[[ Task material open ]]

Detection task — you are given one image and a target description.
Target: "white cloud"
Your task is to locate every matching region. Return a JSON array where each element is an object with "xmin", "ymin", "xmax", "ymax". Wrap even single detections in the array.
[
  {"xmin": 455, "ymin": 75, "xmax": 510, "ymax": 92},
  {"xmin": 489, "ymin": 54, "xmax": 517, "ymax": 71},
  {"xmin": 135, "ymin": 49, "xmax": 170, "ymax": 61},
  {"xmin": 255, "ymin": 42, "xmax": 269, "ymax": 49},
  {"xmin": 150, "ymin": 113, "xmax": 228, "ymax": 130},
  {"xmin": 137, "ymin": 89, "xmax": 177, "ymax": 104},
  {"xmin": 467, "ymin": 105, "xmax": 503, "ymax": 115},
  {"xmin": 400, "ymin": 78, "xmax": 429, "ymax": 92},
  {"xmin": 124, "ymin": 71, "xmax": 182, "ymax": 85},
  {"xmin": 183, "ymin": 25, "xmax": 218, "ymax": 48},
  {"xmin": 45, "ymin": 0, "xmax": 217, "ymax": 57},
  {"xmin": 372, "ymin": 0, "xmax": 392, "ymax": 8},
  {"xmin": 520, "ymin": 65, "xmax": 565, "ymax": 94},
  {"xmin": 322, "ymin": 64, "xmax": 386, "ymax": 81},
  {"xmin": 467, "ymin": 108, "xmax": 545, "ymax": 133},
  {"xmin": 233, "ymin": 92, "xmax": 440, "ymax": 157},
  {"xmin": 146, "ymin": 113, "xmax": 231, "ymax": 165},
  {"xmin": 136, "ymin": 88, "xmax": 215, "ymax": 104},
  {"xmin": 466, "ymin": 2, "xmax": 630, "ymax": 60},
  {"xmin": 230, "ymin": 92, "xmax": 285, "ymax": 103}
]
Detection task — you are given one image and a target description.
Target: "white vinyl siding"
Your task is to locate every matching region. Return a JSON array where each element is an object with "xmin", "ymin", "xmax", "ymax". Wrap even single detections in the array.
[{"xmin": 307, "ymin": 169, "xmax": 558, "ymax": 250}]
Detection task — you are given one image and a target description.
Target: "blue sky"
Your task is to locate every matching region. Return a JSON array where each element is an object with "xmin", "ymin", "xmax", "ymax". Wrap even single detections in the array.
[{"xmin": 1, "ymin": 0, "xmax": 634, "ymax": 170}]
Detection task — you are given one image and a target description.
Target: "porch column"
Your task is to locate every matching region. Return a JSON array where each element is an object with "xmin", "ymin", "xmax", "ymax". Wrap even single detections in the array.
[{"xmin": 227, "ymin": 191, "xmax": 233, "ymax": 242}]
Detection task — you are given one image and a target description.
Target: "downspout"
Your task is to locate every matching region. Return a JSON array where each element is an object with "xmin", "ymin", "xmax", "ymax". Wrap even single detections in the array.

[[ Task material closed ]]

→ **Task to carry out**
Restate the records from above exactly as they read.

→ **Answer area**
Detection task — you are given one image and a target description.
Target: "white cloud"
Your task is to locate every matching region. Return a JSON array where each element is an object with "xmin", "ymin", "xmax", "ymax". Wrap even single detections in the array.
[
  {"xmin": 455, "ymin": 75, "xmax": 510, "ymax": 92},
  {"xmin": 489, "ymin": 54, "xmax": 517, "ymax": 71},
  {"xmin": 135, "ymin": 49, "xmax": 170, "ymax": 61},
  {"xmin": 255, "ymin": 42, "xmax": 269, "ymax": 49},
  {"xmin": 150, "ymin": 113, "xmax": 228, "ymax": 130},
  {"xmin": 137, "ymin": 89, "xmax": 177, "ymax": 104},
  {"xmin": 467, "ymin": 105, "xmax": 503, "ymax": 115},
  {"xmin": 400, "ymin": 78, "xmax": 429, "ymax": 92},
  {"xmin": 124, "ymin": 71, "xmax": 182, "ymax": 85},
  {"xmin": 183, "ymin": 25, "xmax": 218, "ymax": 48},
  {"xmin": 45, "ymin": 0, "xmax": 217, "ymax": 57},
  {"xmin": 372, "ymin": 0, "xmax": 392, "ymax": 8},
  {"xmin": 520, "ymin": 65, "xmax": 565, "ymax": 94},
  {"xmin": 322, "ymin": 64, "xmax": 386, "ymax": 81},
  {"xmin": 467, "ymin": 108, "xmax": 545, "ymax": 133},
  {"xmin": 233, "ymin": 92, "xmax": 440, "ymax": 157},
  {"xmin": 146, "ymin": 113, "xmax": 231, "ymax": 165},
  {"xmin": 136, "ymin": 88, "xmax": 215, "ymax": 104},
  {"xmin": 466, "ymin": 2, "xmax": 630, "ymax": 60},
  {"xmin": 230, "ymin": 92, "xmax": 285, "ymax": 103}
]
Detection task — you are given one image and a target description.
Target: "white vinyl siding"
Your task is to locate every matching region. Return a JSON array where each element is an object with "xmin", "ymin", "xmax", "ymax". Wrap even single detections in the array.
[{"xmin": 307, "ymin": 169, "xmax": 558, "ymax": 250}]
Detection task — you are given one image and a target description.
Target: "blue sky"
Your task is to locate every matching region. Return a JSON array where each element is an object with "xmin", "ymin", "xmax", "ymax". Wrap even single detections in the array.
[{"xmin": 1, "ymin": 0, "xmax": 634, "ymax": 170}]
Detection task — you are given one image and a target description.
Target: "porch column"
Your task is to locate every matching region. Return a JSON array where each element is an object with "xmin", "ymin", "xmax", "ymax". Wrap even single detections in the array.
[{"xmin": 227, "ymin": 191, "xmax": 233, "ymax": 242}]
Detection task — you are given one image and a target description.
Target: "downspout"
Your task is to locate every matching region. Return a JSON array where each element is an object with "xmin", "ymin", "xmax", "ymax". Wrap even single detections in the array.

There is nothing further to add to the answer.